_Butir Tugas A:_
Jawablah pertanyaan berikut berdasarkan artikel tentang Sesar Lembang di bawah.
(i) Hafisah duduk di kelas berapa?
(ii) Pukul berapa sirine berbunyi?
(iii) Bagian tubuh apa yang diminta Adjie untuk dilindungi?

_Blok Teks:_
━━━━━━━━━━━━━━━━━━━━━━━━━━━━━━
Mongabay.co.id

Mitigasi Bencana di Sesar Lembang Harus Ada

 

Sirine tiba-tiba berbunyi, saat Hafisah (15), siswa kelas IX, SMP Juara, Panyileukan, Kota Bandung, Jawa Barat, berada di kelas, Rabu (17/10/2018). Saat itu jam menunjukkan pukul 10.20 pagi yang berarti belum saatnya istirahat. Tanpa aba-aba, temannya bernama M. Adjie, berlari ke luar kelas dan berteriak. “Barusan terjadi gempa. Kalian semua tenang dan patuhi perintah saya. Semua menunduk di bawah meja. Sekarang,” ucapnya.

Hafisah mengikuti apa yang diperintah Adjie. “Dengarkan saya, jangan panik. Lindungi kepala kalian dengan barang apapun yang ada di sekeliling,” kata Adjie meyakinkan.
━━━━━━━━━━━━━━━━━━━━━━━━━━━━━━
Entri Tersimpan:
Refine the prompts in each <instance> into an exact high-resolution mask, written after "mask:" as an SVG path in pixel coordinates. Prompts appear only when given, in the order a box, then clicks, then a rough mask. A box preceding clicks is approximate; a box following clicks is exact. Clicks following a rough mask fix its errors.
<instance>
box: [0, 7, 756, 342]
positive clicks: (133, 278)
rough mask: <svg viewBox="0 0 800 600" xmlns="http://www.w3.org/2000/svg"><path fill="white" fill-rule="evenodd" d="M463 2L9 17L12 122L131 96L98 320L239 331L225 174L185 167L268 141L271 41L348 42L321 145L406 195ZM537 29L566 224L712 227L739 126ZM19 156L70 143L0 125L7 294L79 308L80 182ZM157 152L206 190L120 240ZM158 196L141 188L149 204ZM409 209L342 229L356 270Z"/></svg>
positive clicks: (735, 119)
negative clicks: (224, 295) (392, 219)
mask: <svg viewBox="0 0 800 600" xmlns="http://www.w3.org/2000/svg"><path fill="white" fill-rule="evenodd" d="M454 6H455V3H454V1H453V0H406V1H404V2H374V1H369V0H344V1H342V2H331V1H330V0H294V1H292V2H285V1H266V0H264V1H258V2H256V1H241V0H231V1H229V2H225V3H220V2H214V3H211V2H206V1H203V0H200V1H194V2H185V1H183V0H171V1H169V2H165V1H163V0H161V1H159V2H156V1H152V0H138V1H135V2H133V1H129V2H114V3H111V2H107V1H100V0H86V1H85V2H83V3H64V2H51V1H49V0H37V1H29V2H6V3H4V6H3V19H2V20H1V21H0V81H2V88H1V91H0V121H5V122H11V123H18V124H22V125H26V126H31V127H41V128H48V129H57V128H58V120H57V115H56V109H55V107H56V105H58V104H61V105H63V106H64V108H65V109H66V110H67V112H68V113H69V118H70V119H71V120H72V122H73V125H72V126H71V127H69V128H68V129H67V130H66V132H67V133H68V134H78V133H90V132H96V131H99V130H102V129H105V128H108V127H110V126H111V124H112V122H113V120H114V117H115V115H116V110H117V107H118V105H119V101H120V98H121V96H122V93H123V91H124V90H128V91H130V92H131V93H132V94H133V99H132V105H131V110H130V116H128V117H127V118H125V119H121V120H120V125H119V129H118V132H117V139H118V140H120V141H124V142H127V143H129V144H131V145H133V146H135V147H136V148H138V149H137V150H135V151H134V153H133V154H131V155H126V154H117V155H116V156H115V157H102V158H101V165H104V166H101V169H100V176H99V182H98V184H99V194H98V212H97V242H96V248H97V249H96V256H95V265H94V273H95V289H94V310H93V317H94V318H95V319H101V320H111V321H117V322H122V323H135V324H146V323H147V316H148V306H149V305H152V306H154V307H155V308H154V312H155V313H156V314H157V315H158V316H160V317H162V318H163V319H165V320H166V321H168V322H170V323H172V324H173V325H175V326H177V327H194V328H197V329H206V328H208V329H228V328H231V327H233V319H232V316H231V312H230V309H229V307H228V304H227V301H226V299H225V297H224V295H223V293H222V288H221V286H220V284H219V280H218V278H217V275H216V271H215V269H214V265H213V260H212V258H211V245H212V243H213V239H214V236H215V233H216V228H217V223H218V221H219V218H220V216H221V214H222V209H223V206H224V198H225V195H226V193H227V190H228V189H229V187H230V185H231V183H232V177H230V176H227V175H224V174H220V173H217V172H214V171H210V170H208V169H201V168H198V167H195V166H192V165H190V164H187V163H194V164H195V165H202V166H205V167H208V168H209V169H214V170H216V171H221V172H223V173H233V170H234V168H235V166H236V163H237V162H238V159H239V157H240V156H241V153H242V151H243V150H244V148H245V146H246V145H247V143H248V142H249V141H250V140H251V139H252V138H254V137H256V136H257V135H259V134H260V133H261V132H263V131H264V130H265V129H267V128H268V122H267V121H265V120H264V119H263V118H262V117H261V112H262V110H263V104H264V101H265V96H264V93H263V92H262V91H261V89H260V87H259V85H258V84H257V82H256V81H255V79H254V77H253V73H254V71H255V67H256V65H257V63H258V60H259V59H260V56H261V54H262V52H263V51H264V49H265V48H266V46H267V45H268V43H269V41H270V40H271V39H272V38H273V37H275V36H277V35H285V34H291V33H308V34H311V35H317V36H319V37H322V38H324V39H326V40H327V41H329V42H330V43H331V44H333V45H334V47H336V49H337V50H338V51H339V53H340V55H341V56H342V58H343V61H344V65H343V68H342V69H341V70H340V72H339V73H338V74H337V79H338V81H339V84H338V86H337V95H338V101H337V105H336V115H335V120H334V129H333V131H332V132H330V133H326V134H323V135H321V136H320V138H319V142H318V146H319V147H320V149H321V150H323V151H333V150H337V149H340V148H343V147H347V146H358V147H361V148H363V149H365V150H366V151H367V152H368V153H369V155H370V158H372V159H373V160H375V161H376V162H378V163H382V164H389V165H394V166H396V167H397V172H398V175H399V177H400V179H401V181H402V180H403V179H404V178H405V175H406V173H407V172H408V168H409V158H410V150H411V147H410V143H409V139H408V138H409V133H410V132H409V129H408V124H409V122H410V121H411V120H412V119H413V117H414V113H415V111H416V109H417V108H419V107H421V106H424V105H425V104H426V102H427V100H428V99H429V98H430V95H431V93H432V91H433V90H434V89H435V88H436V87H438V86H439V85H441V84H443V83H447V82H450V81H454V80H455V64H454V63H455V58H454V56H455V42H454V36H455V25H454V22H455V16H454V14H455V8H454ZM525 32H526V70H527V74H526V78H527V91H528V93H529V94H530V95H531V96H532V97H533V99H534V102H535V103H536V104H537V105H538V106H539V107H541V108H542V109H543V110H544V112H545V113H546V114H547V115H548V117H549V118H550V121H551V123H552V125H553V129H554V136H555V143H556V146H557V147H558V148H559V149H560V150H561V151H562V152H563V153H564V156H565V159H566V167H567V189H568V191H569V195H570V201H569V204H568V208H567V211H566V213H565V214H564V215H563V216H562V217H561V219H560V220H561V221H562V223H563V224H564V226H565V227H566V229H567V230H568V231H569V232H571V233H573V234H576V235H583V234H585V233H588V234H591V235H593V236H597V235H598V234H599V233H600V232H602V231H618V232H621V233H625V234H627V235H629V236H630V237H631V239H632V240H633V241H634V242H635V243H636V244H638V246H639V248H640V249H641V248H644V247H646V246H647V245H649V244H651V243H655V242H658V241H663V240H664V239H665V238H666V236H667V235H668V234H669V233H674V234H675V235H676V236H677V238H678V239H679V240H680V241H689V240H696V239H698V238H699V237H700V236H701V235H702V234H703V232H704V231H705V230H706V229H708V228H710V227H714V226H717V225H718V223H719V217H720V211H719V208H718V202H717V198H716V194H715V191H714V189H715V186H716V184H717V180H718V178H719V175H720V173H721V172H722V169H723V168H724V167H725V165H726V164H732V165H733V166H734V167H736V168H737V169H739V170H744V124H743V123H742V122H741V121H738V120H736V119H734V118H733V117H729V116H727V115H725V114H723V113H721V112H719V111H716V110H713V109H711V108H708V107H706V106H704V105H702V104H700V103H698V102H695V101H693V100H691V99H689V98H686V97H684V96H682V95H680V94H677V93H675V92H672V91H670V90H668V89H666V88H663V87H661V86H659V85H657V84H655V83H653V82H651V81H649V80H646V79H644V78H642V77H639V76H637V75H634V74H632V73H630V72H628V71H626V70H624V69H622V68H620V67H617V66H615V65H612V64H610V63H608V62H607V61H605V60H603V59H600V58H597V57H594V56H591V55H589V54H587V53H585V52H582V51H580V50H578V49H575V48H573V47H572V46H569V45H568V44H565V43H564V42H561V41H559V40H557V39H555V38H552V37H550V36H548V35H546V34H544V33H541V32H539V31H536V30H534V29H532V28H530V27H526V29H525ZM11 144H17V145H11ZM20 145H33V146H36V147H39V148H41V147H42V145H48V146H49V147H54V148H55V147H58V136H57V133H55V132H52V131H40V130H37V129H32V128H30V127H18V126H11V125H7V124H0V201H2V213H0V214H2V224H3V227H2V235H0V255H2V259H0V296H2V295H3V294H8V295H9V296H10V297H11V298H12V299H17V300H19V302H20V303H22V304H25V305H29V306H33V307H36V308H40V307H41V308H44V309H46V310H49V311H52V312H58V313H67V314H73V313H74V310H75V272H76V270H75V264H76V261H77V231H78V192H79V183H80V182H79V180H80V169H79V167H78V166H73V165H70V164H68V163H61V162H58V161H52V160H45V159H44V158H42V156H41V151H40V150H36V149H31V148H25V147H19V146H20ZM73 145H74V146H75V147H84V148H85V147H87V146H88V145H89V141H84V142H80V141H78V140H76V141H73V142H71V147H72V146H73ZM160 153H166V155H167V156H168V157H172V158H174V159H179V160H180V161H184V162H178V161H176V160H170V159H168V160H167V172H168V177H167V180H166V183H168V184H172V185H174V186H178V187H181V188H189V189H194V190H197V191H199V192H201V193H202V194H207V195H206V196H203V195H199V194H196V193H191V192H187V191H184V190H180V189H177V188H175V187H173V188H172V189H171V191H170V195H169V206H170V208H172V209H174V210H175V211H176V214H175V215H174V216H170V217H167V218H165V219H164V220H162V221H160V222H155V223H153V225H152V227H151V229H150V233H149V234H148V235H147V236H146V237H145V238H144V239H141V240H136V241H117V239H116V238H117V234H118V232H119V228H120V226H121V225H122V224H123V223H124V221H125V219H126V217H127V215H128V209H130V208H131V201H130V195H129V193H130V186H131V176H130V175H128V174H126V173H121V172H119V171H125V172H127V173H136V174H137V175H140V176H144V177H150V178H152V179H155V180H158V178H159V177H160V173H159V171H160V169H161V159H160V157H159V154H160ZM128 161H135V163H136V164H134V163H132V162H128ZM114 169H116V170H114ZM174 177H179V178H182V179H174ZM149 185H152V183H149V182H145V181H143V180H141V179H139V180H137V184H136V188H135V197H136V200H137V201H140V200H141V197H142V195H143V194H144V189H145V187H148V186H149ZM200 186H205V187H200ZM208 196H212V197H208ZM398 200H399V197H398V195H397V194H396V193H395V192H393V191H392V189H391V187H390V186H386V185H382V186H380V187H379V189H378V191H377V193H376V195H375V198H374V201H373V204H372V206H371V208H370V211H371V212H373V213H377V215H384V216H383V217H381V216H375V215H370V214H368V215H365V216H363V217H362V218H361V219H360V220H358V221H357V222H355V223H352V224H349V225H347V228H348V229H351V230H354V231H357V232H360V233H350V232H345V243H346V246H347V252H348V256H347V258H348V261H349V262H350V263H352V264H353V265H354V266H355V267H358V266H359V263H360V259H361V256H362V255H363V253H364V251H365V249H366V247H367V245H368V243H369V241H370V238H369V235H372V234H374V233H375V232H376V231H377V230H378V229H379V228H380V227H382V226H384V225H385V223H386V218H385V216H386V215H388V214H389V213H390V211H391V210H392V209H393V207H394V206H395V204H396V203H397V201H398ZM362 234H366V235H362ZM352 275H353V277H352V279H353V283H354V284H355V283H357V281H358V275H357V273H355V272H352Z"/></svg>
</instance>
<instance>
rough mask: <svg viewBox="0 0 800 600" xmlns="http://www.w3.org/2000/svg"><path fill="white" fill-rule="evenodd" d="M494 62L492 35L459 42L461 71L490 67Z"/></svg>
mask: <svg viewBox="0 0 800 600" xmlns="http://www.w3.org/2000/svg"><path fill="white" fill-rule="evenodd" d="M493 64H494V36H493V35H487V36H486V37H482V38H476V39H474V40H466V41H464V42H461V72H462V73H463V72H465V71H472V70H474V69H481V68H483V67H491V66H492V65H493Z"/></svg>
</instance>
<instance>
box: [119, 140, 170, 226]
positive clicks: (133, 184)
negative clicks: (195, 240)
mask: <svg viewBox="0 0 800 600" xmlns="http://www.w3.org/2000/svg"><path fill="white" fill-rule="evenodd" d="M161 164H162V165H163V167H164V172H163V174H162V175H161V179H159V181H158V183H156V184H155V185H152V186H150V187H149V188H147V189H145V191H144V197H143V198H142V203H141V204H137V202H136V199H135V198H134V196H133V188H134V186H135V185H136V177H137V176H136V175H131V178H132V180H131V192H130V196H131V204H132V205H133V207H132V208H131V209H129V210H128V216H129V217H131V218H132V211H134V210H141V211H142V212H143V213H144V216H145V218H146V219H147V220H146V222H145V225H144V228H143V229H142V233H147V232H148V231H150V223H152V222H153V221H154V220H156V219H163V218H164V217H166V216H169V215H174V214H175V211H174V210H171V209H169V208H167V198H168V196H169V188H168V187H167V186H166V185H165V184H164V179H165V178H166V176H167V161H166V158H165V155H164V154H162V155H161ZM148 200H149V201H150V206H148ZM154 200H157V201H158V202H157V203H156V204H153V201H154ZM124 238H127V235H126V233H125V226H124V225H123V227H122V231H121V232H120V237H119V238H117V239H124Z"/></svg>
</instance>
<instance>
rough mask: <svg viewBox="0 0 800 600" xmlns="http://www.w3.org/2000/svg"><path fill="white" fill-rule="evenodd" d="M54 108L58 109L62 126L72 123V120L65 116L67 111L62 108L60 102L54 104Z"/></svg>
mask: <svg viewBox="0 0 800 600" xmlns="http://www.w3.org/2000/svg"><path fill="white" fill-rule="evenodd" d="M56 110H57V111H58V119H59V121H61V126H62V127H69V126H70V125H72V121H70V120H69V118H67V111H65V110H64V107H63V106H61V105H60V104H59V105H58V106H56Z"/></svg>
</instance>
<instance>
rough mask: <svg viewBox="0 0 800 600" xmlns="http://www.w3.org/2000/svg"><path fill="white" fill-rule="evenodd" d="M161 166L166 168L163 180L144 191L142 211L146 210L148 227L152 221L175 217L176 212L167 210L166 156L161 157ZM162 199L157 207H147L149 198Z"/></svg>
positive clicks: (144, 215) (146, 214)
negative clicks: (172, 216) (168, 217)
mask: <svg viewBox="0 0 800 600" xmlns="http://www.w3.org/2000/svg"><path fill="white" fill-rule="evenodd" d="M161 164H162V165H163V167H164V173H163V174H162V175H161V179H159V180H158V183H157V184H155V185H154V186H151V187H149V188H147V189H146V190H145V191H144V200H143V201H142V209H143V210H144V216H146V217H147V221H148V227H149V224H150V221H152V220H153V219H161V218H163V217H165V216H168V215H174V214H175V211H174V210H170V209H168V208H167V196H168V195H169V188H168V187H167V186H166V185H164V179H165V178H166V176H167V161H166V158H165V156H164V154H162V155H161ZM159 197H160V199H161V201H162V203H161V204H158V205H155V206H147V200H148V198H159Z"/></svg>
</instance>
━━━━━━━━━━━━━━━━━━━━━━━━━━━━━━
_Butir Tugas B:_ Saring catatan di atas dan salin setiap baris yang memuat kata "clicks". Perhatikan perbedaan huruf besar dan kecil.

_Hasil Tugas A:_
(i) Kelas IX.
(ii) Pukul 10.20 pagi.
(iii) Kepala.

_Hasil Tugas B:_
Refine the prompts in each <instance> into an exact high-resolution mask, written after "mask:" as an SVG path in pixel coordinates. Prompts appear only when given, in the order a box, then clicks, then a rough mask. A box preceding clicks is approximate; a box following clicks is exact. Clicks following a rough mask fix its errors.
positive clicks: (133, 278)
positive clicks: (735, 119)
negative clicks: (224, 295) (392, 219)
positive clicks: (133, 184)
negative clicks: (195, 240)
positive clicks: (144, 215) (146, 214)
negative clicks: (172, 216) (168, 217)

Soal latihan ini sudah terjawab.